## Quoted passage
Digital Asset Developments: SEC No-Action Relief for Tokenized Reward Program; NYSE Announces Tokenized Trading Platform 

January 26, 2026

The new year has started with important developments in the digital asset landscape, as the Securities and Exchange Commission (SEC) and the New York Stock Exchange (NYSE) take action towards integrating digital assets and digital asset-backed systems into the traditional market infrastructures. Below is a brief summary of these recent actions and their potential implications for participants in the digital asset market.

SEC No-Action Letter for Tokenized Rewards Program

On January 12, Megatel Homes, LLC (Megatel), one of the largest privately held real estate developers, submitted a no-action request to the SEC’s Division of Corporation Finance (Corp Fin) requesting that Corp Fin not take enforcement action with respect to the offering by MegPrime Holding LLC (MegPrime), a new holding company, of a tokenized rewards program targeted at addressing affordability needs of the company’s users by providing digital tokens and points that represent the dollars spent on 1-to-1 basis with the digital tokens, in the event the users spend tokens with a merchant in a commercial transaction (Rewards Program).

## Data lines

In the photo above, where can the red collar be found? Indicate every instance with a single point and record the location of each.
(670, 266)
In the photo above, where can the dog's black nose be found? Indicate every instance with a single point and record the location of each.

## Tasks to perform
1 – Update the digital asset summary's part that opens with the words containing "SEC No-Action Letter" and closes with "transaction (Rewards Program).", changing "Corp Fin" to "the Division".
2 – List every short name that the digital asset summary defines in parentheses, along with what each one stands for.
The material has no role in this work.

## Solutions below
1 –
SEC No-Action Letter for Tokenized Rewards Program

On January 12, Megatel Homes, LLC (Megatel), one of the largest privately held real estate developers, submitted a no-action request to the SEC’s Division of Corporation Finance (the Division) requesting that the Division not take enforcement action with respect to the offering by MegPrime Holding LLC (MegPrime), a new holding company, of a tokenized rewards program targeted at addressing affordability needs of the company’s users by providing digital tokens and points that represent the dollars spent on 1-to-1 basis with the digital tokens, in the event the users spend tokens with a merchant in a commercial transaction (Rewards Program).

2 –
SEC: Securities and Exchange Commission
NYSE: New York Stock Exchange
Megatel: Megatel Homes, LLC
Corp Fin: the SEC's Division of Corporation Finance
MegPrime: MegPrime Holding LLC
Rewards Program: the tokenized rewards program